_DOCUMENT PASSAGE_:
+--

The Oscar bait films are in bound, and to lead the pack is “Legend.” Hot off the heels of “Straight Outta Compton,” “Legend” follows the tale of Reggie Kray (Tom Hardy) and Ronnie Kray (Tom Hardy) as they take over the entirety of the 60’s London underworld. That’s right. For those who know nothing of the film, The Kray twins are both played by the ever-talented Tom Hardy. An interesting gimmick, but how does it work in practice?


Remarkably. Truly remarkable. At first it’s undeniable to see just Tom Hardy, but as the film goes on the two twins really become their own characters. Small nuances differentiate them, posture, facial expression, movement, each tuned to the individual aspects of the specific character. The goal of any actor is to fool the audience into not seeing the actor but the character they portray, a feat Tom Hardy pulls off with ease.

+--

_DATA SHOWN_:
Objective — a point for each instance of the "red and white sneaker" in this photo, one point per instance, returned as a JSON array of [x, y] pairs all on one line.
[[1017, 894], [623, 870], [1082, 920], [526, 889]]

+--

_THE TASKS_:
a. Retype the Legend film review, beginning at the words "The Oscar bait" and stopping after the words "off with ease.".
b. Write what comes next in the review of the film Legend, picking up right after its last sentence.
The material comes from a separate source.

_THE RESULTS_:
a.
The Oscar bait films are in bound, and to lead the pack is “Legend.” Hot off the heels of “Straight Outta Compton,” “Legend” follows the tale of Reggie Kray (Tom Hardy) and Ronnie Kray (Tom Hardy) as they take over the entirety of the 60’s London underworld. That’s right. For those who know nothing of the film, The Kray twins are both played by the ever-talented Tom Hardy. An interesting gimmick, but how does it work in practice?


Remarkably. Truly remarkable. At first it’s undeniable to see just Tom Hardy, but as the film goes on the two twins really become their own characters. Small nuances differentiate them, posture, facial expression, movement, each tuned to the individual aspects of the specific character. The goal of any actor is to fool the audience into not seeing the actor but the character they portray, a feat Tom Hardy pulls off with ease.

b.
“Legend,” perhaps reflecting the central characters too much, is ultimately a very schizophrenic and split experience in most of it’s presentation. It works in some aspects buy in others it really is a head scratcher. The highlight of the show for many audience members will certainly be Ronnie Kray, the unhinged psychopath of the two. For a film focused on underworld violence, Ronnie proves to be the foil to the typical genre conventions with genuinely laugh out loud dialogue and actions that provide frequent and copious levity. Ronnie’s scenes are the stand outs from the film providing some truly memorable moments. He’s likeable despite his obvious and apparent flaws. This is both one of the film’s greatest strengths and weaknesses.


“Legend” feels confused and erratic. It jumps from moments of complete levity to those of dire consequences. It constantly pokes fun at the stigma of homosexuality light heartedly, then alternates to the psychological deterioration of another character. It’s jarring to say the least and because of the evident lack of tact the tonal changes take, ┬áthe main emotional beats of the film don’t really hit home. Or anywhere close to home for that matter.

The script very clearly favours Ronnie too, with the more level headed Reggie’s character being rejected to development via a simple romance sub-plot that weighs the core themes of the film far further than they should have ever reached. These conversations that Reggie Kray and his romantic interest Frances (Emily Browning) have also have a strange sense of revision, as if one script was edited heavily to include weighty one liners meant to inject some sort of ideological drama into the film where it seems it has no right to be. Pseudo, “deep” lines are placed oddly at the end of conversations for what I can only imagine was to leave a poignant sense in the audience. Not so.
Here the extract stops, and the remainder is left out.